◆ WRITTEN INSTRUCTION: In the listing, rename "large boulder" to "big rock" and give again the lines starting with the one that contains "like x=26, y=32." and going on through the one that contains "x=117, y=90", with nothing else changed.

◆ DATASET RECORDS:

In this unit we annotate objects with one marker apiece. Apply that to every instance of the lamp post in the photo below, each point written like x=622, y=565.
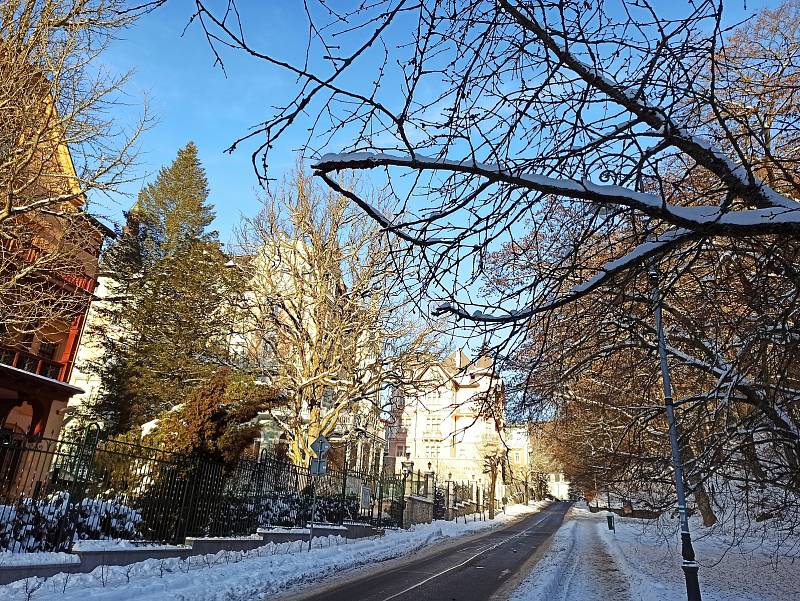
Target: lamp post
x=689, y=563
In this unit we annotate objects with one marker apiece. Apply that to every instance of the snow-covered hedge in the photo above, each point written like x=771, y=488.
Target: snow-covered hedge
x=53, y=524
x=294, y=509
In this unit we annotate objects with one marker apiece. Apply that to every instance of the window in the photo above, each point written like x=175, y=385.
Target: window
x=47, y=350
x=431, y=451
x=432, y=423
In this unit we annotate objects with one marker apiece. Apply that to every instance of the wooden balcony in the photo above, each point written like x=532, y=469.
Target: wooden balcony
x=32, y=363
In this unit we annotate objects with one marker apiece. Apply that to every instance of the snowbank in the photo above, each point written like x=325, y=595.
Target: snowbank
x=639, y=562
x=234, y=576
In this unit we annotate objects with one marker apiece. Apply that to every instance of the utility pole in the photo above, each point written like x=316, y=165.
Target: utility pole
x=689, y=563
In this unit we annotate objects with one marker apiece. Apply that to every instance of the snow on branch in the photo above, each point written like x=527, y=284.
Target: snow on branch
x=740, y=180
x=708, y=220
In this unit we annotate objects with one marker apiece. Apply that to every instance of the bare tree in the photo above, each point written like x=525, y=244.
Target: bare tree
x=553, y=151
x=58, y=145
x=324, y=321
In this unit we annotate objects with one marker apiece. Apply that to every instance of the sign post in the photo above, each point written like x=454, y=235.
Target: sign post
x=318, y=467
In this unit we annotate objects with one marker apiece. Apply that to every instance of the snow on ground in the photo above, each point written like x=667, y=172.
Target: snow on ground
x=235, y=576
x=7, y=558
x=588, y=562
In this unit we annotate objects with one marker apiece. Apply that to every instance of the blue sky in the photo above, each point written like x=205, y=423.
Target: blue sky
x=190, y=99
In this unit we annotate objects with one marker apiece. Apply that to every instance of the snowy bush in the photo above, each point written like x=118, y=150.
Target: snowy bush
x=53, y=524
x=294, y=509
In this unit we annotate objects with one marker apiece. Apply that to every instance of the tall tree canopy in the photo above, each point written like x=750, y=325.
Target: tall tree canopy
x=552, y=151
x=166, y=321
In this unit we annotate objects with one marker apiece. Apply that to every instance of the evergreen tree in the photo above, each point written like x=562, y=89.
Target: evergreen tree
x=165, y=324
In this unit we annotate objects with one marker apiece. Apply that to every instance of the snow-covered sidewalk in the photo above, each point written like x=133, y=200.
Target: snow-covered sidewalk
x=235, y=576
x=588, y=562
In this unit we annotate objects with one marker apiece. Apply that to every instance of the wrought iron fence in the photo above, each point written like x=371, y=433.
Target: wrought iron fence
x=54, y=492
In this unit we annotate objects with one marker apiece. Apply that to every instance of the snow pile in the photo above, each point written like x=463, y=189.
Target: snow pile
x=641, y=562
x=53, y=524
x=7, y=558
x=234, y=576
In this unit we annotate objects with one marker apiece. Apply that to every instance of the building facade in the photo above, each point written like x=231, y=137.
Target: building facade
x=449, y=419
x=54, y=260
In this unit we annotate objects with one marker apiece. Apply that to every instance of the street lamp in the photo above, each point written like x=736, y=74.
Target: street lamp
x=689, y=563
x=407, y=467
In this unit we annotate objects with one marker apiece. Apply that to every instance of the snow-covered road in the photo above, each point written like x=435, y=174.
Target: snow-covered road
x=587, y=562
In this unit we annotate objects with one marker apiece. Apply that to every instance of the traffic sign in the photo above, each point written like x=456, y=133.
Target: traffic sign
x=319, y=467
x=321, y=446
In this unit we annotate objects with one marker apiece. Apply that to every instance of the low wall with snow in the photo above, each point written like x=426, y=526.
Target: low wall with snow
x=418, y=510
x=16, y=566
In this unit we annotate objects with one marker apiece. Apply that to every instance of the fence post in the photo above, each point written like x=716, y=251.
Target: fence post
x=380, y=499
x=344, y=494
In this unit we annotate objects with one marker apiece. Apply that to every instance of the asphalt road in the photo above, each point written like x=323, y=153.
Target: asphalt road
x=473, y=570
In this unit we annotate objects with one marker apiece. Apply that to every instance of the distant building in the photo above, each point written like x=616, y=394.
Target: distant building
x=449, y=418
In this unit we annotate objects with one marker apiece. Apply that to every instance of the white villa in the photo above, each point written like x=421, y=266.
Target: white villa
x=449, y=420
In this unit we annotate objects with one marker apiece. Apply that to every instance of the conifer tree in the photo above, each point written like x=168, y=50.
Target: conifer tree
x=164, y=325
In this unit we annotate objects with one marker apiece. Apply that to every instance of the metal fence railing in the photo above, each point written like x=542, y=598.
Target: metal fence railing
x=54, y=492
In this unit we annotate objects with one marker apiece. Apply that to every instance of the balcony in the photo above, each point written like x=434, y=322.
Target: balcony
x=32, y=363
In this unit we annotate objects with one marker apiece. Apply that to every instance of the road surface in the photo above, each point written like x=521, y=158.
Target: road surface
x=473, y=570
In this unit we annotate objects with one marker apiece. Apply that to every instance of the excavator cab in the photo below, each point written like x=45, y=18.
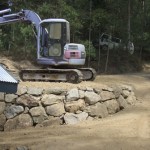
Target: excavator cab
x=54, y=47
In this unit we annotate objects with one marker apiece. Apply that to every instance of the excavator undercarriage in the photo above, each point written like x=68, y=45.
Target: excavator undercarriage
x=61, y=75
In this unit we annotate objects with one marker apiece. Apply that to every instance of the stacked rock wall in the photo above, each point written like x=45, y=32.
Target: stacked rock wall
x=32, y=106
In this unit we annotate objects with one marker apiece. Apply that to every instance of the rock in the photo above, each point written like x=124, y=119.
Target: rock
x=89, y=89
x=11, y=124
x=38, y=114
x=109, y=89
x=2, y=107
x=122, y=102
x=106, y=95
x=51, y=99
x=28, y=100
x=71, y=118
x=125, y=93
x=73, y=95
x=92, y=98
x=24, y=120
x=97, y=91
x=2, y=122
x=2, y=96
x=20, y=122
x=74, y=106
x=56, y=91
x=112, y=106
x=55, y=109
x=127, y=87
x=98, y=110
x=22, y=148
x=13, y=111
x=21, y=90
x=131, y=99
x=81, y=94
x=35, y=91
x=117, y=91
x=52, y=121
x=10, y=98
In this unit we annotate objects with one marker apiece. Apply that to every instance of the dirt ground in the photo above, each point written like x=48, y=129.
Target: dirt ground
x=126, y=130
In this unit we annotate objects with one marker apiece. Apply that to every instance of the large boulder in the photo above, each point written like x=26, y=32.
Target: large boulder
x=56, y=91
x=12, y=111
x=71, y=118
x=73, y=95
x=122, y=102
x=19, y=122
x=21, y=90
x=52, y=121
x=91, y=97
x=74, y=106
x=35, y=91
x=106, y=95
x=2, y=96
x=10, y=98
x=117, y=90
x=2, y=122
x=112, y=106
x=50, y=99
x=131, y=99
x=98, y=110
x=38, y=114
x=55, y=109
x=28, y=100
x=2, y=107
x=125, y=93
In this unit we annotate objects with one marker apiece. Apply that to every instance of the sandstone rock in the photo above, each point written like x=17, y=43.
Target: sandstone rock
x=73, y=95
x=24, y=120
x=81, y=94
x=51, y=99
x=2, y=96
x=9, y=98
x=122, y=102
x=105, y=95
x=19, y=122
x=22, y=148
x=35, y=91
x=28, y=100
x=117, y=91
x=2, y=122
x=125, y=93
x=21, y=90
x=112, y=106
x=2, y=107
x=71, y=118
x=91, y=97
x=13, y=111
x=98, y=110
x=106, y=88
x=55, y=109
x=131, y=99
x=127, y=87
x=74, y=106
x=56, y=91
x=89, y=89
x=38, y=114
x=52, y=121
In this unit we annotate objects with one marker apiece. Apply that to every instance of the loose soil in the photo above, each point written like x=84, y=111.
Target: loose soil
x=126, y=130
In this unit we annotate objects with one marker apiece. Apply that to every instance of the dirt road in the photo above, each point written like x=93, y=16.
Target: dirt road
x=126, y=130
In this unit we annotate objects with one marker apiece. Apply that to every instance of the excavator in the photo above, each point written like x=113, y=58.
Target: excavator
x=54, y=49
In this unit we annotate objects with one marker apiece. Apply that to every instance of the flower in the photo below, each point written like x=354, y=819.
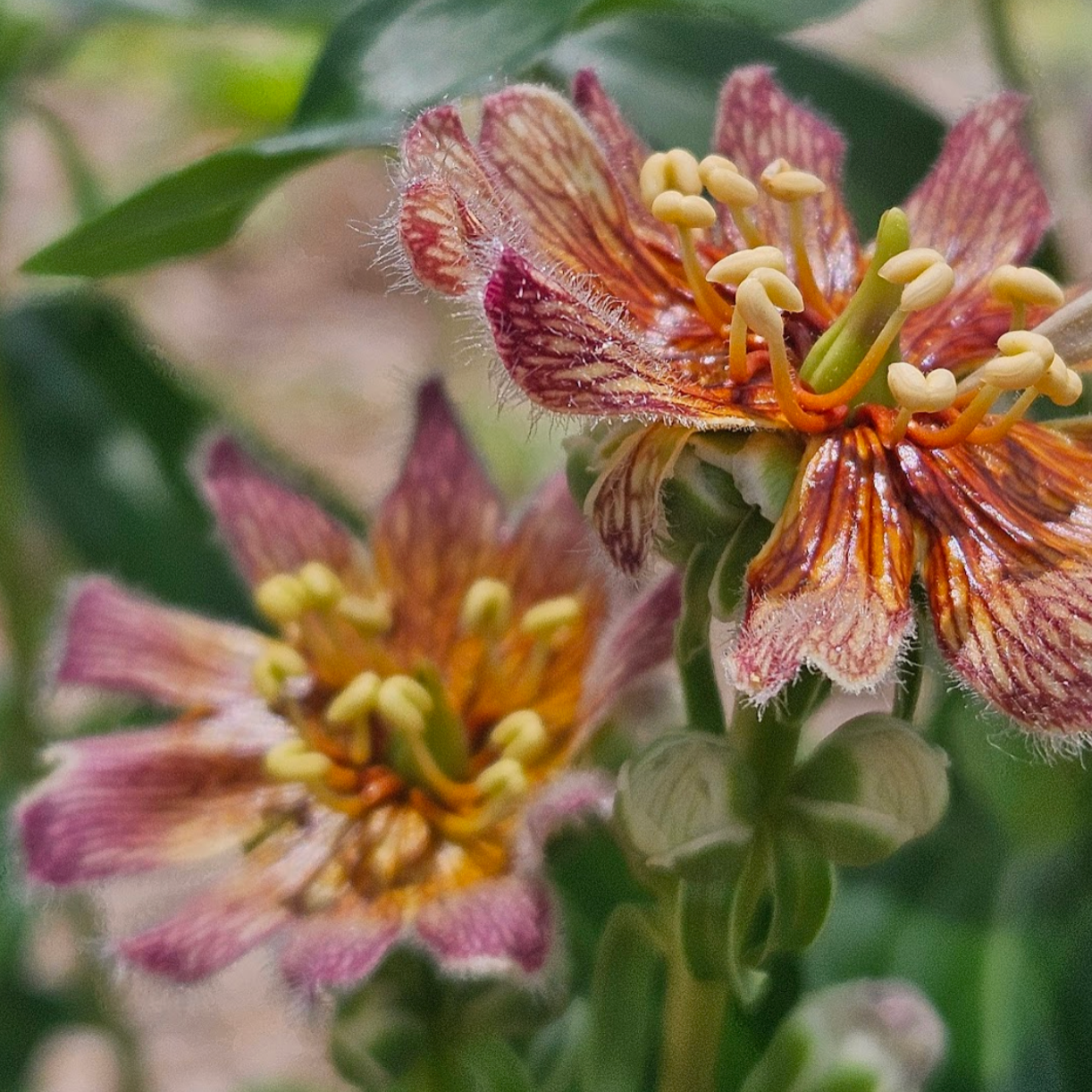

◆ COMPLETED EXERCISE:
In this unit we annotate objects with one marker apiece. Apply that to every instance of the big rock in the photo above, each point written like x=26, y=32.
Target: big rock
x=56, y=91
x=12, y=111
x=71, y=118
x=73, y=95
x=122, y=102
x=19, y=122
x=21, y=90
x=52, y=121
x=91, y=97
x=74, y=106
x=35, y=91
x=106, y=95
x=2, y=96
x=10, y=98
x=117, y=90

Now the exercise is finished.